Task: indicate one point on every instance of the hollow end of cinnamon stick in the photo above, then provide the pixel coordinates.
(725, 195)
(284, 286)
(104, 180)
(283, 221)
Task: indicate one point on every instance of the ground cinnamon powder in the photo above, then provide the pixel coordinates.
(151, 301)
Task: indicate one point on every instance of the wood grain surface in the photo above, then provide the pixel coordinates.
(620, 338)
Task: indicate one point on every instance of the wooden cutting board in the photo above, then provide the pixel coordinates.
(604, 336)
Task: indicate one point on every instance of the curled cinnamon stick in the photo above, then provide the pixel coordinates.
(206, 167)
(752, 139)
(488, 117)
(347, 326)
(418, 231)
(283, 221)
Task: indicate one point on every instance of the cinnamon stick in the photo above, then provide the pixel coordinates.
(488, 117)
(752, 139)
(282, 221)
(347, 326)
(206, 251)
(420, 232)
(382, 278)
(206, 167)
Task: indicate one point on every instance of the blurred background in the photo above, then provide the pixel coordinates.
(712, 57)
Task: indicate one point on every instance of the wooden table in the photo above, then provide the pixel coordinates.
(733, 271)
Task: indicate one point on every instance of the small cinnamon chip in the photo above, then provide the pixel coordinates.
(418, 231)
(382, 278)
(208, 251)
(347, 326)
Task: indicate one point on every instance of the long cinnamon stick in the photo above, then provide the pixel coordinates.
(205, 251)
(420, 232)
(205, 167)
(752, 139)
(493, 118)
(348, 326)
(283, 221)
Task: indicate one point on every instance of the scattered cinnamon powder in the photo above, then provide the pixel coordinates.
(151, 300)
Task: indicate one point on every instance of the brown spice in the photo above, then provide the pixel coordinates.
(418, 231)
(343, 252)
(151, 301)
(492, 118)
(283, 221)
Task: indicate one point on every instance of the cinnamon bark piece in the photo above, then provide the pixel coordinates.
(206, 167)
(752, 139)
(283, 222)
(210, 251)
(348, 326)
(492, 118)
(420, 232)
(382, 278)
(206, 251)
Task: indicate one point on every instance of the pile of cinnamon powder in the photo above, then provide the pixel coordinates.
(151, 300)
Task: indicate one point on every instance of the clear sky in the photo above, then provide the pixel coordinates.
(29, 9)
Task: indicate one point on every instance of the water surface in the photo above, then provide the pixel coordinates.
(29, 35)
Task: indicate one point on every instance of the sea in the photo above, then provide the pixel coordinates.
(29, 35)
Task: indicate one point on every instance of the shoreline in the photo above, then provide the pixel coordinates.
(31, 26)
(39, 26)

• [Task to carry out]: Please rewrite the material above, replacing "indicate" with "mark" wherever it occurs and leaving everything else unchanged.

• [Result for this exercise]:
Task: mark one point on every instance of the hollow end of cinnamon stick in the photo above, then provide the pixel coordinates.
(725, 195)
(284, 286)
(104, 180)
(283, 221)
Task: mark one point on every instance of the ground cinnamon powder in the photo above, then provide the pixel coordinates.
(151, 301)
Task: mark one point on every instance of the wood grain surface in the photo above, then provide the pixel coordinates.
(620, 338)
Task: mark one point on every instance of the wooden cutting board in the photo above, then provide the pixel coordinates.
(604, 336)
Task: mark one point on every instance of the curled cinnamon stick in the photo above, then provide the pixel coordinates.
(206, 167)
(752, 139)
(488, 117)
(347, 326)
(418, 231)
(283, 221)
Task: mark one point on every instance of the cinnamon stick in the photo above, then provide the pixel coordinates.
(488, 117)
(752, 139)
(282, 221)
(347, 326)
(206, 251)
(420, 232)
(382, 278)
(206, 167)
Task: mark one point on every instance of the blurred background in the photo above, then provide the pixel coordinates.
(712, 57)
Task: mark one point on every instance of the wooden table in the photo above, then provide the pixel coordinates.
(733, 271)
Task: mark one point on every instance of the small cinnamon chip in the photo above, then provide the pixel coordinates.
(418, 231)
(382, 278)
(208, 251)
(347, 326)
Task: mark one point on every instance of the long cinnamon stick in the photo above, then provide the pixel coordinates.
(205, 251)
(420, 232)
(205, 167)
(752, 139)
(493, 118)
(348, 326)
(283, 221)
Task: mark one point on every instance of the scattered cinnamon powder in the photo above, then provide the pixel coordinates.
(151, 300)
Task: mark one point on every instance of the brown spice in the photo above, then provide the pixel coordinates.
(418, 231)
(343, 252)
(151, 301)
(492, 118)
(283, 221)
Task: mark one point on every instance of the cinnamon bark piece in the photo above, then provide the pixel coordinates.
(206, 167)
(752, 139)
(283, 222)
(210, 251)
(348, 326)
(492, 118)
(420, 232)
(382, 278)
(206, 251)
Task: mark one point on every instance of the pile of cinnamon powder in the photo above, then provide the pixel coordinates.
(151, 300)
Task: mark one point on every instance of the clear sky in the photo above, then provide the pixel coordinates.
(29, 9)
Task: mark one point on every instance of the water surface in the photo above, then provide the pixel coordinates.
(29, 35)
Task: mark one point on every instance of the sea in the photo above, then provide the pixel coordinates.
(29, 35)
Task: mark one point on every instance of the shoreline in the photo above, then provide the pixel coordinates.
(31, 26)
(39, 26)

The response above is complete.